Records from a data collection
# # #

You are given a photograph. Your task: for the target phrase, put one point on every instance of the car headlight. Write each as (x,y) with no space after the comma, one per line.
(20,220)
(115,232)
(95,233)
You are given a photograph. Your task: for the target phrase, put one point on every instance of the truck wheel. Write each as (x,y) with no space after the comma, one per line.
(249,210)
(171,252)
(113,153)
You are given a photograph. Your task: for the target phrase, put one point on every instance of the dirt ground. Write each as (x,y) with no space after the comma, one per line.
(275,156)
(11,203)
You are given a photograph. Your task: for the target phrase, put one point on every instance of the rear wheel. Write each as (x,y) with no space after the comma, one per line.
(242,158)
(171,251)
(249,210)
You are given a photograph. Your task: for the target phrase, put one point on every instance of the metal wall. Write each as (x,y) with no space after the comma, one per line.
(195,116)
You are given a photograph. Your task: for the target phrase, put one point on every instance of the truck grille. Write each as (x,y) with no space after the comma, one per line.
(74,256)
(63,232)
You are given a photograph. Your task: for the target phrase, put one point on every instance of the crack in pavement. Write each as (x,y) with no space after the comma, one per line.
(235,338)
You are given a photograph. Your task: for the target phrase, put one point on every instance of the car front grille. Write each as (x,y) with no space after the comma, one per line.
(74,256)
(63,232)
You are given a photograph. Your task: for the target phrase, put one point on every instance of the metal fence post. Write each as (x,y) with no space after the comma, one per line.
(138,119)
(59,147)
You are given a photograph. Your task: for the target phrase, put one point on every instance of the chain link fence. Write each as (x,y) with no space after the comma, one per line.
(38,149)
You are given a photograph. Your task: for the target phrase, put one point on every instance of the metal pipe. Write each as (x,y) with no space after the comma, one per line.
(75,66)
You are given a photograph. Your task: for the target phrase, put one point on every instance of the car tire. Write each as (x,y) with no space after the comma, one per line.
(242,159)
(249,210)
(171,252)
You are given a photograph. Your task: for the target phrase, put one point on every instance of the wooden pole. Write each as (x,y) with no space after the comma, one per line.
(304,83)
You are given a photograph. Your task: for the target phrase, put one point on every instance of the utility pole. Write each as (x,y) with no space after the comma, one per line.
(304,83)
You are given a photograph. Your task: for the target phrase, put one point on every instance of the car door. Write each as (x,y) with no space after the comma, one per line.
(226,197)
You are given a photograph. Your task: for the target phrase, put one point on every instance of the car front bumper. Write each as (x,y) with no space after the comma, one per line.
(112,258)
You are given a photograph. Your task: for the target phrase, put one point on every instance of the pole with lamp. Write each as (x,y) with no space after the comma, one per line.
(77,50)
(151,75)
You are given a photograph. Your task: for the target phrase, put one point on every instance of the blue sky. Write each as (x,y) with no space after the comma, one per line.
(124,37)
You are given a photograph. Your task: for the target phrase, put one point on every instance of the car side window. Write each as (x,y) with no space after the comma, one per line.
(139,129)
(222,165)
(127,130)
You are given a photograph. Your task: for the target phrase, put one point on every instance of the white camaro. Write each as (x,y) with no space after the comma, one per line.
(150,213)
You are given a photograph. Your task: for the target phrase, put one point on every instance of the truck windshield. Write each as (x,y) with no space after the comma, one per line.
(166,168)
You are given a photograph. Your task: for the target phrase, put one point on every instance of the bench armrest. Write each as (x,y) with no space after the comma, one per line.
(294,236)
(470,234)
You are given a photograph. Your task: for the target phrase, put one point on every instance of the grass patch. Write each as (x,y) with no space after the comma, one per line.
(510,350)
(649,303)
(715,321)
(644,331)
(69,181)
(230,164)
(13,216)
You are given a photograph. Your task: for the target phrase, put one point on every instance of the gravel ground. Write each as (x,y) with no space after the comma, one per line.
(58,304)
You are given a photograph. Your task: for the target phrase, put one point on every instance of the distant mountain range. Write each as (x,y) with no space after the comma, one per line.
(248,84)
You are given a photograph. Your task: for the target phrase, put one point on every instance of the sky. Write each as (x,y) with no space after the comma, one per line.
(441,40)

# # #

STATED GOAL
Convert every line of the listing above into a JSON array of strings, one string per line, omitting blank lines.

THE ANSWER
[
  "You are given a photograph. Your task: for the target phrase, put one point on every instance of the car headlight. Write each as (x,y) with no space after the comma, one per line.",
  "(20,220)",
  "(115,232)",
  "(95,233)",
  "You are given a photograph. Your task: for the target phrase, put one point on every instance of the truck wheel. Write each as (x,y) with no space after the comma, one per line.",
  "(249,210)",
  "(171,252)",
  "(113,153)",
  "You are given a photograph. Your task: for the target phrase, put one point on every instance of the dirt ground. Write each as (x,y) with no space after the comma, one per line.",
  "(275,156)",
  "(11,203)",
  "You are given a photograph. Your task: for the target phrase, put one point on every instance of the rear wheel. Write each as (x,y) with no space after the comma, one per line.",
  "(242,158)",
  "(171,251)",
  "(249,210)",
  "You are given a photograph. Your task: for the target phrase, put one point on every instance of the metal wall. Write each as (x,y) with no space after the comma, one per line.",
  "(195,116)",
  "You are given a photograph. Your task: for the target phrase, put one point on every instance of the truck grille. Write each as (x,y) with no space after the comma, one per line.",
  "(74,256)",
  "(63,232)",
  "You are given a photograph. Your task: for the target phrase, put one point on every instance of the crack in pavement. Write each as (x,y) with no space after the comma, one per line.",
  "(235,338)",
  "You are given a photograph. Your task: for the target phrase, put one point on every instance of the car front grille. Write each as (x,y) with no space after the comma, one per line.",
  "(74,256)",
  "(63,232)",
  "You are given a photograph. Your task: for the target phrase, put one point on every instance of the metal fence post. Write each as (x,y) with no space after the comma, one per line.",
  "(138,119)",
  "(59,147)",
  "You are given a photograph. Your task: for the target phrase, put one point on every instance of the chain link fence. Write each as (x,y) with no space after the comma, one per line.",
  "(38,149)",
  "You are given a photograph. Your task: for the target phrase, put one point on every instance of the metal pipe. Write each as (x,y) with no space after the comma, one per line.",
  "(75,66)",
  "You are given a photograph. Your task: for the target phrase, put one point on every instance of the car tire. Write each as (x,y) with no space after the comma, one per line.",
  "(242,159)",
  "(249,210)",
  "(171,252)",
  "You are given a photograph. Your task: for the target phrase, put one point on every instance of the wooden pole. Write each as (x,y) with no space after the comma, one per line.",
  "(304,83)",
  "You are given a photograph. Your task: for the target phrase, put one point on every instance of the utility pole. Write each as (x,y) with no space after the comma, one per line.",
  "(304,83)",
  "You are given a photograph. Your task: for the target phrase, put one point on every instance of the car door. Write each as (x,y) with no space after the comma, one per line.",
  "(226,197)",
  "You are given a photograph. Your task: for the target phrase, put one point on every instance of the car front bumper. Write each as (x,y) with no space after the comma, one per line.",
  "(112,258)",
  "You are given a photograph. Your task: for the target phrase, put one point on every instance of the pole with lamp. Write each as (x,y) with no space after the comma, one per line.",
  "(77,50)",
  "(151,75)",
  "You are given a photograph. Your task: for the target phrase, put one point on every instance of the blue sky. Write each as (x,y) with no space after the comma, one per line.",
  "(124,37)",
  "You are given a photograph. Your task: for the target phrase, put one point on every instance of the car side window. Write each as (x,y) with no space after the comma, one per line.",
  "(139,129)",
  "(222,165)",
  "(127,130)",
  "You are given a photograph. Your task: for the target phrase, put one point on every instance of the white camaro. Write each as (x,y) with no space after the comma, one per line.",
  "(150,213)",
  "You are given a photograph. Your task: for the target phrase, put one point on every instance of the truck windshield. Write each as (x,y) with no space after the comma, one per line.",
  "(166,168)",
  "You are given a photograph. Your task: for the target phrase, put one point on every instance of the bench armrest. Write each as (x,y) with no space after the comma, one per line.",
  "(294,236)",
  "(470,234)",
  "You are given a photograph. Your task: for the target phrase, put one point on every instance of the grass patch. Write each as (x,y) with no space after the comma, one per line.",
  "(510,350)",
  "(649,303)",
  "(715,321)",
  "(644,331)",
  "(69,181)",
  "(230,164)",
  "(13,216)",
  "You are given a photograph. Your task: for the target phrase, put one point on every instance of the gravel ground. Write each as (x,y) with no space after the comma, one per line.",
  "(58,304)",
  "You are given a photograph. Your task: for the target phrase, put one point on every instance of the distant mountain range. Write each as (x,y) with no space after the comma, one per line.",
  "(248,84)",
  "You are given a photograph. Your task: for the target phrase, put one point on every instance of the sky. Write each as (x,y) with no space after the comma, one per line.",
  "(441,40)"
]